*Required action*.
Rewrite the article on the social speed of cars from "According to a" to "most drivers ignore.", changing "Suzuki Swift" to "Ford Fiesta".

*Document extract*.
.....

We buy cars to save time. We pay often extortionate sums for the convenience of point-A to point-B mobility, convinced that a 50 km/h average speed is a victory over the 5 km/h pace of a pedestrian. But what if the clock doesn’t start when you turn the ignition?
According to a recent analysis by the Clean Air Action Group, once you factor in the hours you spend working to pay for the vehicle, fuel and maintenance, the “social speed” of a car in Hungary, where the study took place, drops to a staggering 8.2 km/h. This figure is thought to be globally representative.
The formula of “social speed”
The concept, first popularised by philosopher Ivan Illich in 1978, argues that a vehicle’s true speed isn’t found on the speedometer. Instead, the idea behind “Social Speed” is that if you have a very expensive car that allows you to drive fast, but you have to work 60 hours a week just to afford the monthly payments and insurance, you aren’t actually “saving” time.
When we look at a modern example—a four-year-old Suzuki Swift—a hidden “time-tax” emerges that most drivers ignore.

.....

*Source data*.
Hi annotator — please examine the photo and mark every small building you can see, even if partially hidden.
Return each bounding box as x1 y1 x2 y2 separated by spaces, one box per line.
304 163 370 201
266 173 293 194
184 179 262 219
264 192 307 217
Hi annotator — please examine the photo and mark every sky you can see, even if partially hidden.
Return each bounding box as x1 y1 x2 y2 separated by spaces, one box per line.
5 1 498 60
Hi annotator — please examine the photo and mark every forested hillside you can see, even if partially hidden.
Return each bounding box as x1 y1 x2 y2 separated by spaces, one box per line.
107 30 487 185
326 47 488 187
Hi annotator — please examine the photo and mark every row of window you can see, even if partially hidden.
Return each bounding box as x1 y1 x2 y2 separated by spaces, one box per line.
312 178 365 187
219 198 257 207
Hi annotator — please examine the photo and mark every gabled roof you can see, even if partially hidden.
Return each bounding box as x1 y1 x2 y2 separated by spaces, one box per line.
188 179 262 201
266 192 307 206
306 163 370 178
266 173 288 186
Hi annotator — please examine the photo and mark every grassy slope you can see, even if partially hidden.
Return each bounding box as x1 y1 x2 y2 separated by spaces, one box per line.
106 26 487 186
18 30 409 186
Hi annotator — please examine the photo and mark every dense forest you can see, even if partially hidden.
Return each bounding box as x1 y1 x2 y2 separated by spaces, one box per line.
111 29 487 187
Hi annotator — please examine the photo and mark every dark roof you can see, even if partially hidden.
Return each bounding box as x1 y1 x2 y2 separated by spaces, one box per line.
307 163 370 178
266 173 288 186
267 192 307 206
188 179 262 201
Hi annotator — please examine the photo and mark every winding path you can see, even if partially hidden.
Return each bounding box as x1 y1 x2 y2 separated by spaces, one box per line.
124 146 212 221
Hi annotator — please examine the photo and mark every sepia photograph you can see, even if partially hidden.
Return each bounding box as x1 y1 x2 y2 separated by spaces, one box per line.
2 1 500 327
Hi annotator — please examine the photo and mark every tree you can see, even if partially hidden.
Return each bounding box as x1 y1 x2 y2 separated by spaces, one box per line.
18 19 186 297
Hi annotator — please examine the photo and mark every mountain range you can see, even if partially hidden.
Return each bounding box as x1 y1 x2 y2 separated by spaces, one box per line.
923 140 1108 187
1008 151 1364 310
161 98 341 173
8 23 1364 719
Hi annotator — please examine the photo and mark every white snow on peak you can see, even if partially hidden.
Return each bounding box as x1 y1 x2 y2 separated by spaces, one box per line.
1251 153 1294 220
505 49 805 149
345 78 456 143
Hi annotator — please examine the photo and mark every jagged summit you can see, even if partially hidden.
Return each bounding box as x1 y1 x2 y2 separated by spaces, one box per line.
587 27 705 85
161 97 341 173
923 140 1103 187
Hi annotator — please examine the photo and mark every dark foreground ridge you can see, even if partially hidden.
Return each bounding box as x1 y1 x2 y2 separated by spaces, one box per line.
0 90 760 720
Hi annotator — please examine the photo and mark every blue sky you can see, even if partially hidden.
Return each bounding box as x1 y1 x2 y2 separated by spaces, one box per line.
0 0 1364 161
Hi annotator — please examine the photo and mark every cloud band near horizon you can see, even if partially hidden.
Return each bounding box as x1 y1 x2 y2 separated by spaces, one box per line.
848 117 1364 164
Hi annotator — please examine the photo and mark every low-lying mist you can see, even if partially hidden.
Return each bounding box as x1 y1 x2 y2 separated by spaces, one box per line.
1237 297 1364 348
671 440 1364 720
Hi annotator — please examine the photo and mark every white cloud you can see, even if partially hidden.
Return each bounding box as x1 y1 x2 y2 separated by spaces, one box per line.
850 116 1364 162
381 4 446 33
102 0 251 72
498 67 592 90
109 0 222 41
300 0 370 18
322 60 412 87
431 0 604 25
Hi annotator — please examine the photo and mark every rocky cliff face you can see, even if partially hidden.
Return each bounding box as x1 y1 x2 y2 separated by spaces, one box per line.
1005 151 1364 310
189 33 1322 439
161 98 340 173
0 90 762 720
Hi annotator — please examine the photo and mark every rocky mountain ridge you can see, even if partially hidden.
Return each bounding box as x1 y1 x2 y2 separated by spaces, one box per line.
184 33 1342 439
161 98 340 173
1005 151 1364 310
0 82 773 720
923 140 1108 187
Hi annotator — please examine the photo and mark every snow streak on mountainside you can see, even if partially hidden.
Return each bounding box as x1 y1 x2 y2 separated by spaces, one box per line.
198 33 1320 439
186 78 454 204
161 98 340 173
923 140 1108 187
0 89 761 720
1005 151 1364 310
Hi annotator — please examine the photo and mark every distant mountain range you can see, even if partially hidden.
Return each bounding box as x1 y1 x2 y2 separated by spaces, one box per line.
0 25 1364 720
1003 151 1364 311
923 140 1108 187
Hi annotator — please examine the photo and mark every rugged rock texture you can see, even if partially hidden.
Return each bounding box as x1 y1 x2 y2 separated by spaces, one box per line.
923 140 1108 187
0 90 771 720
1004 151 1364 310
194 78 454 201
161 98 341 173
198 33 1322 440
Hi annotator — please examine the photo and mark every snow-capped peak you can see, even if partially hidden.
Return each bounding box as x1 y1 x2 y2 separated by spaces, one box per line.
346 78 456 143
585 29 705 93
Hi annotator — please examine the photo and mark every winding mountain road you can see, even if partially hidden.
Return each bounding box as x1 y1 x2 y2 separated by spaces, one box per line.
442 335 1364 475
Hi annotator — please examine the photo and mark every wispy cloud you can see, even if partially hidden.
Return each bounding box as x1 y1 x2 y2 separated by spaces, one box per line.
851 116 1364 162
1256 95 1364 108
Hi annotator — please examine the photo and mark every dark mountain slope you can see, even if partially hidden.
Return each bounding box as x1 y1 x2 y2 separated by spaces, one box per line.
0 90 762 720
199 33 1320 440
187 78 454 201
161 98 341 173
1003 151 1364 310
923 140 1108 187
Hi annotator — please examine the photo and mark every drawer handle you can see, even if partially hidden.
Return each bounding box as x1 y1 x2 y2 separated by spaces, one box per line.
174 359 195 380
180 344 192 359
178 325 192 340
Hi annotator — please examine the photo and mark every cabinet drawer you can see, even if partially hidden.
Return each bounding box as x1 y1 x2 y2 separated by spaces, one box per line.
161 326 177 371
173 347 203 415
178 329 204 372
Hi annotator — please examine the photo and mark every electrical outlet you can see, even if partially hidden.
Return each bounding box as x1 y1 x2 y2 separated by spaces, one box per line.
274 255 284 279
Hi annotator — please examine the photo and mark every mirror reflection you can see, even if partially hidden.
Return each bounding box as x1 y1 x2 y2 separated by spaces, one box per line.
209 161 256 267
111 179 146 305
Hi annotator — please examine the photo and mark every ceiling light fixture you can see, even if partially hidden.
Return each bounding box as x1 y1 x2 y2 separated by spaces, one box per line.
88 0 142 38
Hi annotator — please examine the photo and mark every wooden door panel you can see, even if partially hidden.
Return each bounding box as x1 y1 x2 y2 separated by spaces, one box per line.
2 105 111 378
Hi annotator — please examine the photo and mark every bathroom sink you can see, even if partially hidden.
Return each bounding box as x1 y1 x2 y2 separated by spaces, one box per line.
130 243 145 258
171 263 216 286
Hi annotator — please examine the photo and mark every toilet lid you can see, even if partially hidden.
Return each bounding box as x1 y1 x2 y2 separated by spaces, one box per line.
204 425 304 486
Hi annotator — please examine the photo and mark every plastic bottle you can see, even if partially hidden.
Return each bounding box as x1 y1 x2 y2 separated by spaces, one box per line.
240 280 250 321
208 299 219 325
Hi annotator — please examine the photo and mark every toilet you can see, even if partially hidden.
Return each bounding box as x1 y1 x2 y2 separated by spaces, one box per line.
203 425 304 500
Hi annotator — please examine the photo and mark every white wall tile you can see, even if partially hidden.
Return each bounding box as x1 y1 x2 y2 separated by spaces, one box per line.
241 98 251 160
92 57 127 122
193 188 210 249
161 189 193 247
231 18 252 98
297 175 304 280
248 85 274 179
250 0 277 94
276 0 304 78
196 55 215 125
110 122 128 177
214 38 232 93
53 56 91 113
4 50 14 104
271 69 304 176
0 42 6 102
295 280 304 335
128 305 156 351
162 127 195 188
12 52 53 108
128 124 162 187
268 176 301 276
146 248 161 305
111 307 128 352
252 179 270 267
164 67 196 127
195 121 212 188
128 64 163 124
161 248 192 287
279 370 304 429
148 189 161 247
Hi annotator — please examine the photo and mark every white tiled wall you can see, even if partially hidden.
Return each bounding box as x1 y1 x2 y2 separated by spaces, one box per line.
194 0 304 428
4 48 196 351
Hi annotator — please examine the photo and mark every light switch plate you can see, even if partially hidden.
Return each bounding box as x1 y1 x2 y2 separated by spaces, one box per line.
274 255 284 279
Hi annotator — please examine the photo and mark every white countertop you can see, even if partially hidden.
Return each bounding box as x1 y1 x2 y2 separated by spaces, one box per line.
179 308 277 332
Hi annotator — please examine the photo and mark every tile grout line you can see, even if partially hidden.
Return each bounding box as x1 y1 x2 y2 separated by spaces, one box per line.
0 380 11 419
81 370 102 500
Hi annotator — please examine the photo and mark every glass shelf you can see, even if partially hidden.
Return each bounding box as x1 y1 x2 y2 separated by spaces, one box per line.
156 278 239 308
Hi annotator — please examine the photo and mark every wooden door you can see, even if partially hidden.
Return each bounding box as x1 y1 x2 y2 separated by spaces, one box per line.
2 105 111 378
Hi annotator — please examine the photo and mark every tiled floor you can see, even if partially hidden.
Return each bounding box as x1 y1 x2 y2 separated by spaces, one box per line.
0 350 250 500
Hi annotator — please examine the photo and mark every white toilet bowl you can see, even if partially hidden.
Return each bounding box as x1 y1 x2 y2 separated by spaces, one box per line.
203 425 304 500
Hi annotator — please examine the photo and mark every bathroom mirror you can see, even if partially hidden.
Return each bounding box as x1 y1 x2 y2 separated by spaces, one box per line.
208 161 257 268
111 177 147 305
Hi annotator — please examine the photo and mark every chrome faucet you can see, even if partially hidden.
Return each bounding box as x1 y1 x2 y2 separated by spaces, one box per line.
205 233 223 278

.....

*Result of this task*.
According to a recent analysis by the Clean Air Action Group, once you factor in the hours you spend working to pay for the vehicle, fuel and maintenance, the “social speed” of a car in Hungary, where the study took place, drops to a staggering 8.2 km/h. This figure is thought to be globally representative.
The formula of “social speed”
The concept, first popularised by philosopher Ivan Illich in 1978, argues that a vehicle’s true speed isn’t found on the speedometer. Instead, the idea behind “Social Speed” is that if you have a very expensive car that allows you to drive fast, but you have to work 60 hours a week just to afford the monthly payments and insurance, you aren’t actually “saving” time.
When we look at a modern example—a four-year-old Ford Fiesta—a hidden “time-tax” emerges that most drivers ignore.